[start]

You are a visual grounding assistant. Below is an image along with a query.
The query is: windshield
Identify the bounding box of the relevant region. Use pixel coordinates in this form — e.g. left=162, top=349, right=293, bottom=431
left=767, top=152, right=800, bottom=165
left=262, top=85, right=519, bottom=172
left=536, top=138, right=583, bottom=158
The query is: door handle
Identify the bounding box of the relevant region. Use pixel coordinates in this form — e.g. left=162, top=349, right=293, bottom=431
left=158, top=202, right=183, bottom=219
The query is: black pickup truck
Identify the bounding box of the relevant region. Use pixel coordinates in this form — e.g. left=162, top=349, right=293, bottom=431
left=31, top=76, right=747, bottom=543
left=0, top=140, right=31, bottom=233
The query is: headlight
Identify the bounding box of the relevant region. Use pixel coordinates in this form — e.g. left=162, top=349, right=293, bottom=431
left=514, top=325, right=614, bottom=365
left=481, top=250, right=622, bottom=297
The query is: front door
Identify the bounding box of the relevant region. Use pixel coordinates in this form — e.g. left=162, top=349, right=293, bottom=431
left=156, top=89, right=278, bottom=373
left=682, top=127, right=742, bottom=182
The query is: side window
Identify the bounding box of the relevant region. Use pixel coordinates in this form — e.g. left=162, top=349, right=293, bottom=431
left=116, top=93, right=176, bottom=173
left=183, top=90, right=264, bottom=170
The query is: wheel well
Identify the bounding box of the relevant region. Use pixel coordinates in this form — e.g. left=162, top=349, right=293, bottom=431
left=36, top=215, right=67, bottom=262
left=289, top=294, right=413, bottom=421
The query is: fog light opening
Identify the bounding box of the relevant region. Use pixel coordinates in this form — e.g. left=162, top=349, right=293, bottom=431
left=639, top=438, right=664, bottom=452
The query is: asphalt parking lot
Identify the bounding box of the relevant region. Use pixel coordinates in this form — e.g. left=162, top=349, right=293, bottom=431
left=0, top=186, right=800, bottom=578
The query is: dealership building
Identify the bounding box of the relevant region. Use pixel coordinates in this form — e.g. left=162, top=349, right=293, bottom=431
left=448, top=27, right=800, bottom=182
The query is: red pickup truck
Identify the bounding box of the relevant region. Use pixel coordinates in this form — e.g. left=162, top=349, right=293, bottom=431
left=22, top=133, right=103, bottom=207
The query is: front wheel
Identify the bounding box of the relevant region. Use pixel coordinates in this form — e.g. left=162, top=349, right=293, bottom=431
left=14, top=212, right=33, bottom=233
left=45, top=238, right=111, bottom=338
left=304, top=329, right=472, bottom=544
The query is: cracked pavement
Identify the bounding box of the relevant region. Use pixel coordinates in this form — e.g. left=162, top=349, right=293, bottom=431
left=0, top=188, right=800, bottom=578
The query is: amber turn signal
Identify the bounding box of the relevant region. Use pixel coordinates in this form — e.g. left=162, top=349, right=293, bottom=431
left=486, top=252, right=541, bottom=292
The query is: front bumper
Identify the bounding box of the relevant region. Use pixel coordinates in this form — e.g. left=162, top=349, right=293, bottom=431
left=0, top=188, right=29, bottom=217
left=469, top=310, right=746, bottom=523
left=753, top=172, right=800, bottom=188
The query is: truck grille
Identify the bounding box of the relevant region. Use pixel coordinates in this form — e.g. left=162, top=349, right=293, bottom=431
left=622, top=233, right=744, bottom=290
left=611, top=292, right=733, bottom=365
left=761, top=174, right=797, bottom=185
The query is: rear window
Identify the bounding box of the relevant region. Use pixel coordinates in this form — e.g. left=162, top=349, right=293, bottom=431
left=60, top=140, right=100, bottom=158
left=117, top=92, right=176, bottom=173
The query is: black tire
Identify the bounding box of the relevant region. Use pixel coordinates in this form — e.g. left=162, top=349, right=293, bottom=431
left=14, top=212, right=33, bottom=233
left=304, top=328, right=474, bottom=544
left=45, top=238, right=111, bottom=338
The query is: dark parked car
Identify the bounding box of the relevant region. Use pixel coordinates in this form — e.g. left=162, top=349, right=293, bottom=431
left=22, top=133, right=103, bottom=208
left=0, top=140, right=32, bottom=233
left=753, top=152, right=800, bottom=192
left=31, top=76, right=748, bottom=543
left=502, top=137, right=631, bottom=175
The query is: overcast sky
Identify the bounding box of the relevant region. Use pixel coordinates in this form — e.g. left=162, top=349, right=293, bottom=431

[end]

- _Given instruction_
Collect every line in the records above that contains the string "black", treating uppercase and lowercase as different.

- _Finished task_
The query is: black pickup truck
The query is: black tire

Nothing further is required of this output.